EXERCISE REQUIREMENTS =
• a. Answer these from the article about the dog Blue:
(i) How old is Blue?
(ii) What breed is Kruz, and how old is he?
(iii) How wide and how long was the load with four adjoining classrooms?
• b. Transcribe the stretch of the article about the dog Blue from "They involved bringing" through "and then fame.".

====== EXTRACT ======

Grace Calder, Jenny Goodhue with Blue and Michaela Daly-Carter with Kruz. Photo / Michael Cunningham.
When 13-year-old foxy Blue slipped out the cat door and went for an early morning jaunt along Western Hills Drive on Tuesday, he was blissfully unaware of the series of events that would follow.
They involved bringing a line of heavy-load traffic to a standstill, a joy ride with a pig ear, a nap in the back of a pilot vehicle, making friends with a fellow canine, uniting strangers, a box of chocolates and then fame.
All the while, Blue's owner Jenny Goodhue was oblivious.
It was 3am when Auckland pilot driver Michaela Daly-Carter was heading through Whangārei with an entourage of five other vehicles, between them escorting five large classroom dwellings to Kaitaia. Then a small figure appeared on the road.
"I was halfway up Western Hills Drive when I spotted what I thought was a cat. Then I realised a dog had run out in front of me. It was a blind corner but I didn't want the dog to get run over so I stopped the vehicle and radioed the house mover."
The midnight move entailed two house moving trailers carrying five classrooms from Mt Roskill destined for Kaitaia which entailed four pilot vehicles. While one load carried a single classroom, the other had four adjoining classrooms measuring 8.5m wide and 27m long and was about to become the longest building to travel over the Kaeo bridge, said Daly-Carter who owns All Sized Piloting Ltd.
The small fox terrier brought this fleet to a halt along with many other heavy load traffic travelling behind it, while Daly-Carter hopped out and retrieved the dog, later revealed to be named Blue.
"At first he was a bit edgy and then I calmed him down and he sniffed my hand and I saw that he had a collar. I picked him up and put him in the car, hoping there'd be a number," she said.
"He had a council tag but, at 3am, nothing's really open. I knew we'd be coming back through later so I put him in my car and he lay down."
She also gave him a puppy pillow, pig's ear and a bowl of water which happened to be in the car along with her nine-week old rottweiler Kruz who was intrigued by the newcomer.
"Kruz was in the front with me but he kept wanting to go in the back to check out the new dog. He was just a little bit curious. I got them to sniff each other but I was also trying to do my job," laughed Carter-Daly, who was born and raised in Whangārei before moving to Auckland five years ago to start her own piloting business.
While explaining to the other drivers behind her what she was doing, she posted to the Cop stops - Whangārei Facebook page about finding the dog in the hope the owner would come forward.

====== RECORDS ======

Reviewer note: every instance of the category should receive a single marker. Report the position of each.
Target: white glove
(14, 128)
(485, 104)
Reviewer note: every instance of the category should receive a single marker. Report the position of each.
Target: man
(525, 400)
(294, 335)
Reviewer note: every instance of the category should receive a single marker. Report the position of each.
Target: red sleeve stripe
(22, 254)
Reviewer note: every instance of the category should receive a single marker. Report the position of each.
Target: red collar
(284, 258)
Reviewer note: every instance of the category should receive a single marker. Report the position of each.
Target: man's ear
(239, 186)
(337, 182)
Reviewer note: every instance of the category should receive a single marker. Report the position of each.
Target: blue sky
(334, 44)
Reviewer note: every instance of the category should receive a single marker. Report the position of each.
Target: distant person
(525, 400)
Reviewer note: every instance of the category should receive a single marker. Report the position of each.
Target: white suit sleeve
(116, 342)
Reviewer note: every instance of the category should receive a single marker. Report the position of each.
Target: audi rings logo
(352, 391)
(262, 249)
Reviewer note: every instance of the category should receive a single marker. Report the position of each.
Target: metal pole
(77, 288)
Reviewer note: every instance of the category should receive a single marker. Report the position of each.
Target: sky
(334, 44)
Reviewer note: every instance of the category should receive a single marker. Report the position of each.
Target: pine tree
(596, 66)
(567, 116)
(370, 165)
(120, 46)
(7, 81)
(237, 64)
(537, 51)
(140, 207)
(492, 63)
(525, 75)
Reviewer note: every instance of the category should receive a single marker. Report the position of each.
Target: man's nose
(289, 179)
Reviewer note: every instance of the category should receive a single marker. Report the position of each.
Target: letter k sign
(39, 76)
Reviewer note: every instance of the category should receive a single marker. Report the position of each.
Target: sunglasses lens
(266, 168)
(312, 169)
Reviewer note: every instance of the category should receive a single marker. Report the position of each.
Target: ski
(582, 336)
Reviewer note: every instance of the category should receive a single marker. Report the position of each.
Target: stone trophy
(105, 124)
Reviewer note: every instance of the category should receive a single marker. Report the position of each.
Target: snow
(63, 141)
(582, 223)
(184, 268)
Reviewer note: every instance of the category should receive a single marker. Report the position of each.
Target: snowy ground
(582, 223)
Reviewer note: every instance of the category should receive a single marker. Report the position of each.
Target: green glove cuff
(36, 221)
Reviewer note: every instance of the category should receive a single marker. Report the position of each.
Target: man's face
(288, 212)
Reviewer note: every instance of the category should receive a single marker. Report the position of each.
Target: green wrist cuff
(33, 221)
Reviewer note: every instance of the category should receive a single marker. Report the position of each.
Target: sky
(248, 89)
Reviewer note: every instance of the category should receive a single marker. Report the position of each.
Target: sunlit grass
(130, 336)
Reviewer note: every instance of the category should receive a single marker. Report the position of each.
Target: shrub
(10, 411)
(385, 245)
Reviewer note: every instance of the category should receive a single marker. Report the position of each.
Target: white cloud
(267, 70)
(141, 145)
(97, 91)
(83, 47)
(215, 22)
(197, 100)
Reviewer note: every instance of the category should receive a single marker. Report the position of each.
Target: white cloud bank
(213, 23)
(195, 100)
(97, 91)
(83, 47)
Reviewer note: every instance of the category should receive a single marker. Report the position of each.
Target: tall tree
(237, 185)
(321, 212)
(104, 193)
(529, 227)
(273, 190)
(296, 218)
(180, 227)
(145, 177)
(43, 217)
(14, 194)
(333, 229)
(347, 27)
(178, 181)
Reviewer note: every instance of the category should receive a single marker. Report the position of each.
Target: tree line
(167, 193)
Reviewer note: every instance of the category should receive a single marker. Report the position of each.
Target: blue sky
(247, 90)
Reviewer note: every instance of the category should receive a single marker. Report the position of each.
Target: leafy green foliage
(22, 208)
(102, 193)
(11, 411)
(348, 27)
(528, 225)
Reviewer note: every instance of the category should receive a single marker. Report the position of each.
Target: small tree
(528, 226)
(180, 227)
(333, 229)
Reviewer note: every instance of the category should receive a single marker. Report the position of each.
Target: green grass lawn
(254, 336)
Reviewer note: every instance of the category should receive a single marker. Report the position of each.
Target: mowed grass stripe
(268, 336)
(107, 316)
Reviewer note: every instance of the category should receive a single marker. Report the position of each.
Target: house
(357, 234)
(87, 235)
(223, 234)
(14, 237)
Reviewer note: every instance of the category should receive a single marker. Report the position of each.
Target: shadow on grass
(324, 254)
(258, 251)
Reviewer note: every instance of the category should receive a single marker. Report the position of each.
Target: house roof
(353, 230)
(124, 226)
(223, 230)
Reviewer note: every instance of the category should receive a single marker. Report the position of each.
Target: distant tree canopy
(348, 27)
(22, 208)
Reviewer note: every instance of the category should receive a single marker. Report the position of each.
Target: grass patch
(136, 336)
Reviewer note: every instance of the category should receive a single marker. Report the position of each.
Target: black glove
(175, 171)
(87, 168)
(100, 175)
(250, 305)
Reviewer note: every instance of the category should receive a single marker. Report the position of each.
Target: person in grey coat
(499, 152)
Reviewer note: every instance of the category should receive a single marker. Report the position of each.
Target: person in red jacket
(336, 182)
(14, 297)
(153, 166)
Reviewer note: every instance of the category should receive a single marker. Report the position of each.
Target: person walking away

======
====== RECORDS ======

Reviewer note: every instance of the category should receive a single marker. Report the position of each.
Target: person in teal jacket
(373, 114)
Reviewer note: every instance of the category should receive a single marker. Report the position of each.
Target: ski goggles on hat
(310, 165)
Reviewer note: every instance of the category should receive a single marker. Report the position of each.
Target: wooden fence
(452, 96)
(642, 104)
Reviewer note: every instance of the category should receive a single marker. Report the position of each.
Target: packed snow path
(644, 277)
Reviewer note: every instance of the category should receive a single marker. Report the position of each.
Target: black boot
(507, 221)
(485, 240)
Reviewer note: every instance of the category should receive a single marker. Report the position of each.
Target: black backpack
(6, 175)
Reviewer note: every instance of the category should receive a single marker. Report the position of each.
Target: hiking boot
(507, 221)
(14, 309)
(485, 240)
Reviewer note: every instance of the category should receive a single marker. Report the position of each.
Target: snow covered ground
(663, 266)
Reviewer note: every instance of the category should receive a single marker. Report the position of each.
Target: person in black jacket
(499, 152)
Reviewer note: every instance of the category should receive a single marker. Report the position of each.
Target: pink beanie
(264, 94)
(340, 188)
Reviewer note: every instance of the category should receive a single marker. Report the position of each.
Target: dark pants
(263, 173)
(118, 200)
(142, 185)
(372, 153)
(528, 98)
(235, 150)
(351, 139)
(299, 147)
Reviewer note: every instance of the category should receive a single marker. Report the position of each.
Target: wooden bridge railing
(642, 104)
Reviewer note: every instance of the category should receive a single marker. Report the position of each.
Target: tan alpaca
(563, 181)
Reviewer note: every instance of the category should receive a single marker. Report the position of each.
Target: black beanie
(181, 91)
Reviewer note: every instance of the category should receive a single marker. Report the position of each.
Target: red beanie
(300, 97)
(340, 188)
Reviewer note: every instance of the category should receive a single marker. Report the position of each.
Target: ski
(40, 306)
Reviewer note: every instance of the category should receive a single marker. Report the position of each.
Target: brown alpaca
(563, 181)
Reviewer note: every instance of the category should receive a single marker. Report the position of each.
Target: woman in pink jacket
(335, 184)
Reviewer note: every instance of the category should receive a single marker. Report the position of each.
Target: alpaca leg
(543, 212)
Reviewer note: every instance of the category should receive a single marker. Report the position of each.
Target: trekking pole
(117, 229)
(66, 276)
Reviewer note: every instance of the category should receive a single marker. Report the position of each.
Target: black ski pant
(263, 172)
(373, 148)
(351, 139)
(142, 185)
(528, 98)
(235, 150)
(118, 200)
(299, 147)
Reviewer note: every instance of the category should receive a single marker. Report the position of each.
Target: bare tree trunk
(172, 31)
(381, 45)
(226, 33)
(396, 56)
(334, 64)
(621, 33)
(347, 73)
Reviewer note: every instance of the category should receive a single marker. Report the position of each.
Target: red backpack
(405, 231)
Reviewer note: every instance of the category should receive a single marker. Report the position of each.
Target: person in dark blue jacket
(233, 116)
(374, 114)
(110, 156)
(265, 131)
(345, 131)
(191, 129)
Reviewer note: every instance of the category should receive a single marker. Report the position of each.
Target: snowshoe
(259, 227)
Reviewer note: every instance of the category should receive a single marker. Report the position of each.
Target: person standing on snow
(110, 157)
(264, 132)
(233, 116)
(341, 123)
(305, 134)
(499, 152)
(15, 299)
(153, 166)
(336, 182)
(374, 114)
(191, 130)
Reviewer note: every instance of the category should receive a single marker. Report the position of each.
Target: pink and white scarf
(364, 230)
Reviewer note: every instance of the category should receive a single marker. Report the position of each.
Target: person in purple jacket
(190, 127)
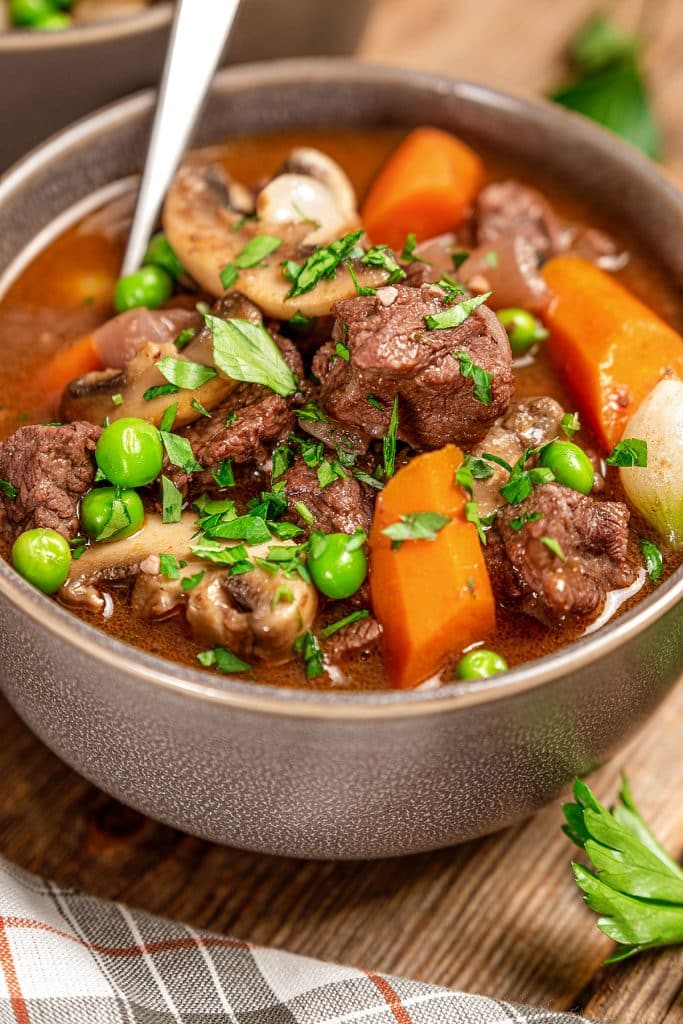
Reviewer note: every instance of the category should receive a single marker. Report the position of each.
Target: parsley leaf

======

SOLUTIONS TO EACH TASK =
• a.
(i) 13 years old.
(ii) A rottweiler, nine weeks old.
(iii) 8.5m wide and 27m long.

• b.
They involved bringing a line of heavy-load traffic to a standstill, a joy ride with a pig ear, a nap in the back of a pilot vehicle, making friends with a fellow canine, uniting strangers, a box of chocolates and then fame.